## READING PASSAGE
# Cycling and six-packs



## Welsh wheels (22 Apr 2017)

Can cycling alone give you a six-pack? I have being really getting in the miles in lately and, being a vain narcissist, I have been observing what may be the start of a six-pack growing on my stomach. If this continues, I'm looking forward to going to the beach in the summer!


----------



## Tangoup51 (22 Apr 2017)

I'm not too in-depth with fitness related things, but I know that everyone has a "six pack" it's just usually buried under the fat, so in theory, yes. - Perhaps someone could correct me if my explanation is not accurate, but I believe it is.

Though i'm sure if you _worked with certain exercises to work your muscles down there_, all while cycling to burn the fat and make them more visible you'd get em!!


----------



## S-Express (22 Apr 2017)

Cycling doesn't really work the abdominal muscles in any meaningful sense, so no - and even if it did work them, it would be unlikely to work them sufficiently to create the kind of overload needed for hypertrophy. 

If you are losing body fat though, the muscles you have may well be appearing as 'more visible', although that's not the same thing really.


----------



## ColinJ (22 Apr 2017)

The six packs that I was drinking most nights actually made me fat!


----------



## cyberknight (22 Apr 2017)

As said above cycling only develops the muscles enough to hold you in a position ti cycle if you want to get some abs then you will need to get the crunches etc going .


----------



## Yellow Saddle (22 Apr 2017)

I get a six-pack each time I cycle to the "offie".
Nothing less.


----------



## keithmac (22 Apr 2017)

I had one in my mid 20's, took more than cycling unfortunately and long gone now!.


----------



## Milzy (22 Apr 2017)

Look at all the pros unzipping in the mountains. No six packs despite 5-6 % body fat. Sure they have enough core strength to do what they do but any excess muscle will only slow them down or get used as fuel.


----------



## Drago (22 Apr 2017)

If I clench my stomach muscles really, really hard, I almost still don't have a six pack.


----------



## S-Express (22 Apr 2017)

Michael Rasmussen - nuff said.


----------



## thecube (22 Apr 2017)

most of us probably have six-packs, but they are usually hidden by a layer of fat! So, do any endurance sport and it will increase the likelihood of revealing your abs! I suppose you are working a little on core stability as you ride too, so this will help. But i'm over 40, I assume I will never see mine again!

## LISTED RECORDS

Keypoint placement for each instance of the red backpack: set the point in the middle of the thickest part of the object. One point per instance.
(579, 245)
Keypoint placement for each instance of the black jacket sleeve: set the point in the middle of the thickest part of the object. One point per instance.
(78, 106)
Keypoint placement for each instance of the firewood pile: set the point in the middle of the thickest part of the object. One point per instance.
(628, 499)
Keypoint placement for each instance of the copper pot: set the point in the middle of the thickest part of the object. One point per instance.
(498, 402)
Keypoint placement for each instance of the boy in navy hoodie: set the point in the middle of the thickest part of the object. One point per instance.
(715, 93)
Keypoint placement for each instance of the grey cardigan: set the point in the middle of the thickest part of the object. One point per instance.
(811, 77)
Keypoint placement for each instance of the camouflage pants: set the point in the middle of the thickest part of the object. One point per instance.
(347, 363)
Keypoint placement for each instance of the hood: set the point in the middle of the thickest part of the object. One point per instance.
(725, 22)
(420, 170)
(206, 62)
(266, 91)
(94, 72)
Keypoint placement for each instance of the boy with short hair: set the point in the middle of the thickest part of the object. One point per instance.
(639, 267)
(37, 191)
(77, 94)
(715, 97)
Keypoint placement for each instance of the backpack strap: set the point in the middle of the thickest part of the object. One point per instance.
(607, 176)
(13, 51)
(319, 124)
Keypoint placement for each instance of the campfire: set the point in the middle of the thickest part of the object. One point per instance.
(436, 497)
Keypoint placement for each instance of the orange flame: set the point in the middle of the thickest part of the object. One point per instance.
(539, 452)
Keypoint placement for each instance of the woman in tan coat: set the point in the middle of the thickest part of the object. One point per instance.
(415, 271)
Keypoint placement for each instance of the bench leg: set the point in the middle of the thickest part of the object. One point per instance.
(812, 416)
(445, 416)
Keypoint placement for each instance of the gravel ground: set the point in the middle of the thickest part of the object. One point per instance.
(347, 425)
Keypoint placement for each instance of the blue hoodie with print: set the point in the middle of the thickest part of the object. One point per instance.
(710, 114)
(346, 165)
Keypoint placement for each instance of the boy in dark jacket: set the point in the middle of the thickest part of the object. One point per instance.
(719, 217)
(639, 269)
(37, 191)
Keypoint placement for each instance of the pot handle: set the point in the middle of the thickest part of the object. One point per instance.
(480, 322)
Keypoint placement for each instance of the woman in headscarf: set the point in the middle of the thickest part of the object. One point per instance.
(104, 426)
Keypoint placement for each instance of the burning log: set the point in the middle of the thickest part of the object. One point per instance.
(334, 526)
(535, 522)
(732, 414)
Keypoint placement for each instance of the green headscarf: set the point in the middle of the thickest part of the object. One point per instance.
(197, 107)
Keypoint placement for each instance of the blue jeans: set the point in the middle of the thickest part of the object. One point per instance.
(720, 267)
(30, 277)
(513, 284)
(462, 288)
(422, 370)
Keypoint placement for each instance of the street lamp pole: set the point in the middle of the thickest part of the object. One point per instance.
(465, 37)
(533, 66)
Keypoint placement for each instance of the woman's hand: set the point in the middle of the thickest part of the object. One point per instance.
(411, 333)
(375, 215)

## WHAT IS NEEDED
Transcribe the portion of the cycling and six-packs thread above from "If you are losing" up to and including "made me fat!".

## EXERCISE OUTPUT
If you are losing body fat though, the muscles you have may well be appearing as 'more visible', although that's not the same thing really.


----------



## ColinJ (22 Apr 2017)

The six packs that I was drinking most nights actually made me fat!